BEGIN
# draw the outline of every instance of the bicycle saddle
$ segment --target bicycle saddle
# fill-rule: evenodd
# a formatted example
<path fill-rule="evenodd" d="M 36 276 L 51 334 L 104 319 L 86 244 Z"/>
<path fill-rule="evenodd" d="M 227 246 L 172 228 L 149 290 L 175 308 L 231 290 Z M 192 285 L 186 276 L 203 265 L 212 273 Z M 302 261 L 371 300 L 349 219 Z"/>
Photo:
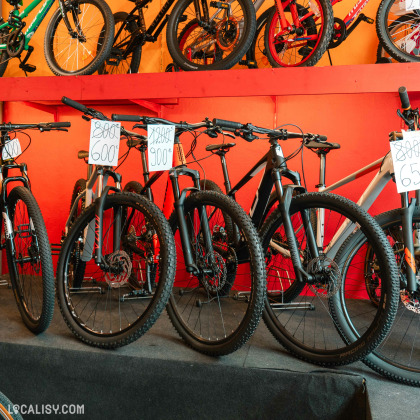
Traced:
<path fill-rule="evenodd" d="M 217 150 L 217 149 L 229 151 L 229 149 L 233 146 L 236 146 L 236 143 L 209 144 L 208 146 L 206 146 L 206 150 L 208 152 L 211 152 L 212 150 Z"/>
<path fill-rule="evenodd" d="M 332 150 L 332 149 L 339 149 L 341 146 L 338 143 L 329 143 L 328 141 L 316 141 L 316 140 L 311 140 L 307 143 L 304 143 L 305 147 L 307 147 L 308 149 L 328 149 L 328 150 Z"/>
END
• _SHORT EXERCISE_: Write out every line of the material again, requests included but pictures left out, and raise each coordinate in the traced outlines by 33. Keep the numbers in the requests and their format samples unchanged.

• _SOLUTION TO THE PROBLEM_:
# draw the outline of every instance of the bicycle saddle
$ segment --target bicycle saddle
# fill-rule: evenodd
# a formatted example
<path fill-rule="evenodd" d="M 36 276 L 51 334 L 104 319 L 86 244 Z"/>
<path fill-rule="evenodd" d="M 227 246 L 172 228 L 149 290 L 175 308 L 231 290 Z M 192 285 L 186 276 L 203 265 L 212 273 Z M 302 261 L 371 300 L 349 219 Z"/>
Photo:
Traced:
<path fill-rule="evenodd" d="M 250 183 L 250 182 L 262 184 L 262 182 L 266 179 L 269 179 L 269 176 L 242 177 L 241 179 L 239 179 L 239 183 L 241 185 L 244 185 L 245 183 Z"/>
<path fill-rule="evenodd" d="M 365 183 L 365 182 L 372 182 L 374 179 L 371 176 L 362 176 L 361 174 L 349 174 L 349 173 L 344 173 L 340 176 L 337 176 L 338 180 L 340 180 L 341 182 L 361 182 L 361 183 Z"/>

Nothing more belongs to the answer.